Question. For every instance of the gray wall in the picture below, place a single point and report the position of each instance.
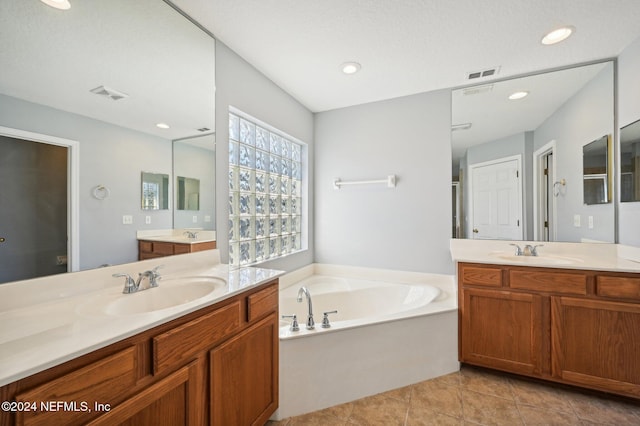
(240, 85)
(403, 228)
(109, 155)
(628, 112)
(587, 116)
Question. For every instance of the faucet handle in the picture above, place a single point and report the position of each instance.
(294, 324)
(129, 284)
(534, 249)
(325, 318)
(518, 249)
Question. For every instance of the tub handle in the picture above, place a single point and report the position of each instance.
(294, 323)
(325, 319)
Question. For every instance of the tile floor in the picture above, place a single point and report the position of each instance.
(476, 397)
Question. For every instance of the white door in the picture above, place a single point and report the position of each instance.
(496, 200)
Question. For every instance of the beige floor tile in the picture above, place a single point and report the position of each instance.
(439, 397)
(537, 416)
(486, 383)
(379, 410)
(604, 410)
(540, 395)
(420, 416)
(489, 409)
(317, 418)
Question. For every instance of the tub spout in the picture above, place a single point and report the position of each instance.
(305, 292)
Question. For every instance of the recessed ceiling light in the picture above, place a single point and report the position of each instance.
(350, 67)
(558, 35)
(58, 4)
(518, 95)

◆ ◆ ◆ ◆

Repeat the data exactly in full, omitting its pictures.

- [FINAL RESULT]
Question. For every instance of the gray wall in the picture below, place a single point and report the position of each instance.
(240, 85)
(403, 228)
(109, 155)
(628, 112)
(587, 116)
Question. For every instance of the faucet handle in the picture above, place a single point and report the position of each instance.
(294, 324)
(129, 284)
(534, 249)
(325, 318)
(518, 249)
Question. For every instance of the tub handle in the picture above, place a single point and report the position of each instance.
(294, 323)
(325, 319)
Question. For every instance of the tile floor in the picture above, place a single point and report the position of each instance.
(476, 397)
Question. For every instance of the white door in the picture above, place a single point and report the position of each instance.
(496, 200)
Question. For every instance of the beige floor tile in the picture above, place a single point and report the position of each instance.
(439, 397)
(537, 416)
(486, 383)
(379, 410)
(604, 410)
(540, 395)
(420, 416)
(489, 409)
(317, 418)
Question. For every instance of the tub spout in the picture above, place a single point and report the position of each instance.
(305, 292)
Question. For every instance of the recessed ceiling light in the picture above, place a single point and report the position of each instance.
(350, 67)
(558, 35)
(58, 4)
(518, 95)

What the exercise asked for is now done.